>> begin
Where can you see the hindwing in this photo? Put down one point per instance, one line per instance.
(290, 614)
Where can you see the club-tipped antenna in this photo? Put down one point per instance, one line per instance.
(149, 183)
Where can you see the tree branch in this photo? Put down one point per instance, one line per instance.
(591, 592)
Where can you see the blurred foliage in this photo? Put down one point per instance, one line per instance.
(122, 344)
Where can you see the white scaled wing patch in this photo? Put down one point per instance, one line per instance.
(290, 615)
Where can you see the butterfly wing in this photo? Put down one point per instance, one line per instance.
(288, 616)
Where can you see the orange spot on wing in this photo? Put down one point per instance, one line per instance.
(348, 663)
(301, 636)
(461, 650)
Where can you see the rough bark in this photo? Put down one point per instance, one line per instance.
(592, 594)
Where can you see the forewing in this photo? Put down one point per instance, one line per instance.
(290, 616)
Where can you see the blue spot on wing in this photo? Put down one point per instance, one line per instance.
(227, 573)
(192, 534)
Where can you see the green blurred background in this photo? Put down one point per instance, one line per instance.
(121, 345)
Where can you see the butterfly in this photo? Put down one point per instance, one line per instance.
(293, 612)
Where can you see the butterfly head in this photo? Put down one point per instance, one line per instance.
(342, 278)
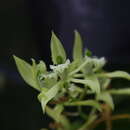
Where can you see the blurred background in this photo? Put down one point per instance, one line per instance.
(25, 30)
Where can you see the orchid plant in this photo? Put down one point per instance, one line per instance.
(75, 94)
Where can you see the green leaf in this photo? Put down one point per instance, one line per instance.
(88, 52)
(45, 97)
(107, 98)
(91, 103)
(116, 74)
(125, 91)
(27, 72)
(98, 63)
(57, 51)
(62, 119)
(41, 67)
(91, 81)
(91, 119)
(78, 48)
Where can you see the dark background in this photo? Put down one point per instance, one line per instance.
(25, 30)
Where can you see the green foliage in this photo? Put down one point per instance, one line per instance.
(81, 83)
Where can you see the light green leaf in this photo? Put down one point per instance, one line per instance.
(107, 98)
(91, 103)
(45, 97)
(77, 49)
(91, 81)
(104, 82)
(125, 91)
(62, 119)
(116, 74)
(98, 63)
(41, 67)
(58, 110)
(57, 51)
(91, 119)
(27, 72)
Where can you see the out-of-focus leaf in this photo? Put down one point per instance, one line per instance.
(57, 50)
(107, 98)
(91, 119)
(45, 97)
(27, 72)
(125, 91)
(77, 49)
(91, 103)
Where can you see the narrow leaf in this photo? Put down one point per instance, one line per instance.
(57, 51)
(27, 72)
(45, 97)
(77, 49)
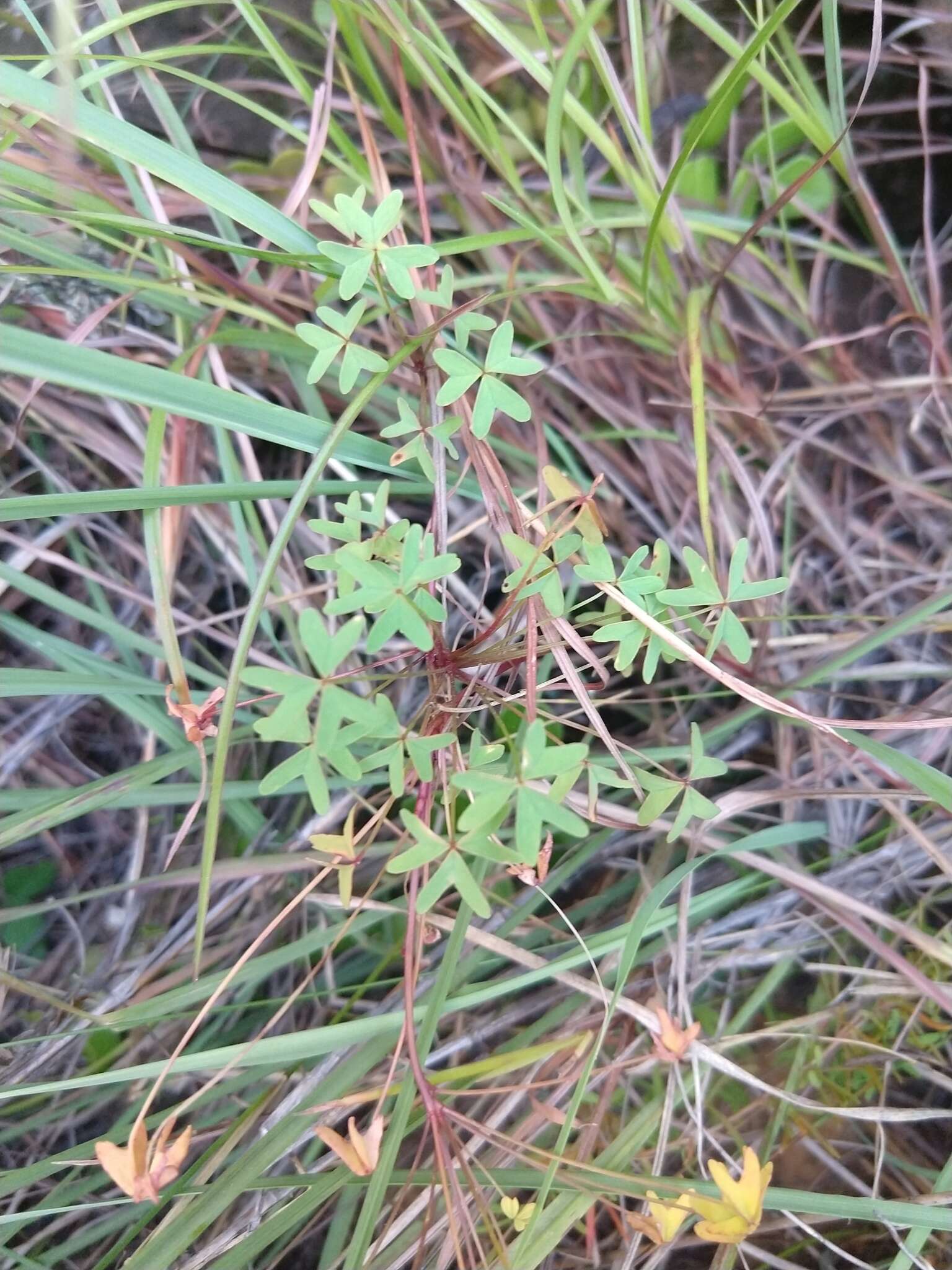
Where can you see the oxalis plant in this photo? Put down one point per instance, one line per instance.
(464, 776)
(479, 780)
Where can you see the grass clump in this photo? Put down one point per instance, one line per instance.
(488, 837)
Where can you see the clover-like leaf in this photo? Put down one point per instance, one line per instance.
(416, 447)
(454, 873)
(399, 596)
(526, 793)
(461, 375)
(328, 342)
(499, 355)
(493, 397)
(539, 573)
(397, 263)
(706, 593)
(443, 296)
(467, 323)
(347, 216)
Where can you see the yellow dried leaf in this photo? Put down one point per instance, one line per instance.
(523, 1217)
(738, 1212)
(673, 1042)
(519, 1214)
(663, 1220)
(362, 1151)
(340, 848)
(139, 1170)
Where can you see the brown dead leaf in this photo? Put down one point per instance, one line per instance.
(673, 1041)
(362, 1151)
(197, 721)
(141, 1171)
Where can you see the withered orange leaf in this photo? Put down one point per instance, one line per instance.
(362, 1151)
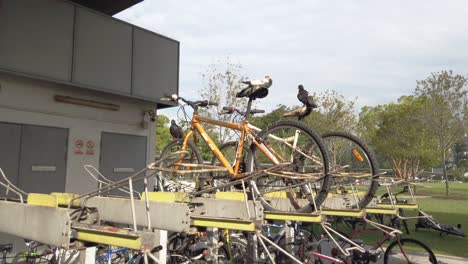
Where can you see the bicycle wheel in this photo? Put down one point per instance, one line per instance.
(407, 250)
(304, 182)
(168, 181)
(351, 162)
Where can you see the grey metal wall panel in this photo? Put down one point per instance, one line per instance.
(155, 65)
(103, 52)
(43, 159)
(36, 37)
(10, 139)
(120, 155)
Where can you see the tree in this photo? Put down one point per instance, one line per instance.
(446, 110)
(163, 136)
(269, 118)
(222, 81)
(397, 132)
(334, 113)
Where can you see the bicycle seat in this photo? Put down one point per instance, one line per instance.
(354, 221)
(253, 92)
(6, 247)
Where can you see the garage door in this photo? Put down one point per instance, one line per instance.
(10, 140)
(43, 159)
(121, 156)
(34, 157)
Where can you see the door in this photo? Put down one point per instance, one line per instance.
(121, 156)
(10, 140)
(43, 159)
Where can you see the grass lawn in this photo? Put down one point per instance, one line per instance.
(450, 210)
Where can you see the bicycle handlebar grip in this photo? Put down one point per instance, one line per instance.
(156, 249)
(206, 103)
(257, 111)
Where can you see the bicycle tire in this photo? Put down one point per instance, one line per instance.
(193, 157)
(393, 254)
(308, 145)
(351, 149)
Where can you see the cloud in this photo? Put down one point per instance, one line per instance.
(372, 50)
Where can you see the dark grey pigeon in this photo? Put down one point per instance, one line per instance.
(176, 131)
(305, 98)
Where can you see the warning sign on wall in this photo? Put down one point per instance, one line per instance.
(90, 147)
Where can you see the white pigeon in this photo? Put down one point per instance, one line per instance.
(263, 83)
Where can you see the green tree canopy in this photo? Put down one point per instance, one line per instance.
(445, 113)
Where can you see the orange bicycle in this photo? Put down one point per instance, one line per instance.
(298, 150)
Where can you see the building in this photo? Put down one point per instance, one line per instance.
(78, 87)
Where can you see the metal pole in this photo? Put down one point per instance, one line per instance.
(130, 185)
(148, 217)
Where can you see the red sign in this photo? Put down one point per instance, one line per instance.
(79, 144)
(90, 147)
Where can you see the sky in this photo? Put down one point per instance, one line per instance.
(371, 50)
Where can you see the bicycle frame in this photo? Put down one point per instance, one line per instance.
(244, 128)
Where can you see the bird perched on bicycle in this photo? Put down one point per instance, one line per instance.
(175, 130)
(256, 86)
(308, 104)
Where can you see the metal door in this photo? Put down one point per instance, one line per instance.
(121, 156)
(43, 159)
(10, 140)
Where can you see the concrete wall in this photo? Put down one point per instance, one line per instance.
(63, 42)
(28, 101)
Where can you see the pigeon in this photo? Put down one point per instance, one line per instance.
(176, 131)
(264, 83)
(305, 98)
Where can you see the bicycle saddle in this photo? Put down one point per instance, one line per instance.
(6, 247)
(253, 92)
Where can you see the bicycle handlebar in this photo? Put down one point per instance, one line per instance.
(233, 109)
(193, 104)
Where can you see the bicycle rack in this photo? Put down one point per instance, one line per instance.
>> end
Repeat the data exactly, dropping every picture it holds.

**TASK RESULT:**
Where can you see the hindwing in this photo? Put down one point per instance, one line per instance.
(290, 614)
Where can you see the club-tipped antenna in this photo? Put down one point per instance, one line per instance.
(149, 183)
Where can you see the tree branch in this photo? Put down one point per instance, one line per instance.
(591, 592)
Where can you see the blurred foliage in this photo? Put down one point per instance, one line per instance.
(122, 344)
Where can you see the white scaled wing patch in this photo? Put down one point per instance, one line per instance.
(290, 615)
Where can you see the butterfly wing in this photo? Put down one point per instance, one line per instance.
(288, 616)
Where can you see the orange spot on wing in this photo? Put down one point per instance, one line per instance.
(348, 663)
(301, 636)
(461, 650)
Where can you see the rough bark in this photo? Put down one point per instance, one line per instance.
(592, 594)
Where can you see the forewing in this photo? Put down one point per instance, one line per instance.
(290, 616)
Where can you see the blue spot on wing in this photo? Put down one point per instance, one line per instance.
(227, 573)
(192, 534)
Where can you see the green blurred background in this photo? Put down one point per instance, one line per instance.
(121, 345)
Where can you see the butterfly in this photo? Put down one point per instance, one line per instance.
(293, 612)
Where can you see the butterfly head in this photo? Put down one point per instance, one line per instance.
(342, 278)
Where can you see the blurred background in this photo? Put down one point per instance, one line per instance.
(25, 30)
Where can you see the orchid plant in this photo? Put down one point per instance, one line per instance.
(75, 94)
Where can you see the green leaf in this photo? Put down one point per instance, one line per instance.
(88, 52)
(45, 97)
(107, 98)
(91, 103)
(116, 74)
(125, 91)
(27, 72)
(98, 63)
(57, 51)
(62, 119)
(41, 67)
(91, 81)
(91, 119)
(78, 48)
Where can you see the dark background in this photo? Put down one point per instance, one line per instance.
(25, 30)
Where can you see the green foliage in this photo? Put down one point per instance, one line per instance.
(81, 83)
Where can you see the light green leaf in this photo? Put down one point per instance, one line per instance.
(107, 98)
(91, 103)
(45, 97)
(77, 49)
(91, 81)
(104, 82)
(125, 91)
(62, 119)
(116, 74)
(98, 63)
(41, 67)
(58, 110)
(57, 51)
(91, 119)
(27, 72)
Where can you see the out-of-focus leaf in this photo? Put down one point per instance, one line per instance.
(57, 50)
(107, 98)
(91, 119)
(45, 97)
(27, 72)
(125, 91)
(77, 49)
(91, 103)
Where can you see the narrow leaf in this photo? Put down one point per instance, one line per instance.
(57, 51)
(27, 72)
(45, 97)
(77, 49)
Where can you see the oxalis plant in this photo? Put down one point per instance, one line per instance.
(464, 776)
(479, 780)
Where can you see the grass clump in this photo? Put down one point per instance, one line per instance.
(488, 837)
Where can you see the clover-like leaf in this photo? Put down one point per instance, one line per instance.
(416, 447)
(454, 873)
(399, 596)
(526, 793)
(461, 375)
(328, 342)
(499, 355)
(493, 397)
(539, 573)
(397, 263)
(706, 593)
(443, 296)
(467, 323)
(347, 216)
Where can you see the yellow dried leaf in this photo? Put down one point per instance, one line per instance.
(523, 1217)
(738, 1212)
(673, 1042)
(519, 1214)
(663, 1220)
(362, 1151)
(340, 848)
(139, 1170)
Where can you see the brown dead leaf in this photo? Put down one point per instance, one line per instance.
(673, 1041)
(362, 1151)
(197, 721)
(141, 1171)
Where can you see the withered orange leaf in this photo? Put down one point per instance, one line per instance.
(362, 1151)
Where can you see the bicycle wheel in this photo? Put down one point per instance, one line per instance.
(407, 250)
(304, 182)
(168, 181)
(351, 162)
Where can you see the grey metal wall panel in this photo? Put down one point per instance, one line per instance.
(155, 65)
(103, 52)
(43, 159)
(36, 37)
(10, 139)
(120, 155)
Where can you see the tree in this photo? Put down one point per instance, one line per instance.
(446, 110)
(163, 136)
(269, 118)
(222, 81)
(397, 132)
(334, 113)
Where can you see the bicycle seat in this photo? Put down one point per instance, one line per instance.
(354, 221)
(253, 92)
(6, 247)
Where can you see the garage door in this photo? Put down one point per instance, one line per instance.
(10, 140)
(43, 159)
(121, 156)
(34, 157)
Where can you see the door in this photo? Put down one point per instance, one line per instance.
(121, 156)
(10, 140)
(43, 159)
Where can you see the grass lawn in this photo? Put down one point per instance, one line per instance.
(450, 210)
Where can you see the bicycle handlebar grip in this photo? Put down one point per instance, one line per instance.
(156, 249)
(206, 103)
(257, 111)
Where can you see the bicycle tire in this photo? Put down one point per instance, one line per instance.
(193, 157)
(393, 254)
(308, 145)
(351, 149)
Where can you see the cloud in this photo? Put down one point per instance, one line per instance.
(372, 50)
Where can you see the dark grey pigeon in this photo? Put down one point per instance, one line per instance.
(176, 131)
(305, 98)
Where can you see the warning sign on wall in this photo? Put down one point per instance, one line per instance.
(90, 147)
Where can you see the white pigeon in this photo? Put down one point per instance, one line per instance.
(263, 83)
Where can you see the green tree canopy in this photo? Put down one point per instance, one line per instance.
(445, 113)
Where can you see the orange bicycle in this photo? Put down one point per instance, one line per instance.
(298, 150)
Where can you see the building in this photo? Put down one point per instance, one line per instance.
(78, 87)
Where can you see the metal pole in this photo? Put down one point per instance, one line per instance.
(130, 185)
(148, 217)
Where can you see the red sign in this photo? Put down one point per instance, one line per instance.
(79, 144)
(90, 147)
Where can you see the sky in this photo? Put down one point per instance, one line per instance.
(371, 50)
Where can you see the bicycle frame in this photo? Put down one point per instance, one line per instance.
(244, 128)
Where can you see the bird perched on bicycle in this photo? Put down one point per instance, one line per instance.
(175, 130)
(256, 86)
(308, 104)
Where can you see the metal door in this photo? Put down one point per instance, one line per instance.
(121, 156)
(43, 159)
(10, 140)
Where can you see the concrete wall in this photo? Put down one point per instance, one line per instance.
(63, 42)
(28, 101)
Where can you see the pigeon in this photo? Put down one point per instance, one line per instance.
(176, 131)
(264, 83)
(305, 98)
Where can you see the bicycle saddle in this photo? Put down one point per instance, one line per instance.
(6, 247)
(253, 92)
Where can you see the bicycle handlebar in this photo? Put down one point per instance, one line per instance.
(233, 109)
(193, 104)
Where can you see the bicycle rack in this photo? Put down one point per instance, one line per instance.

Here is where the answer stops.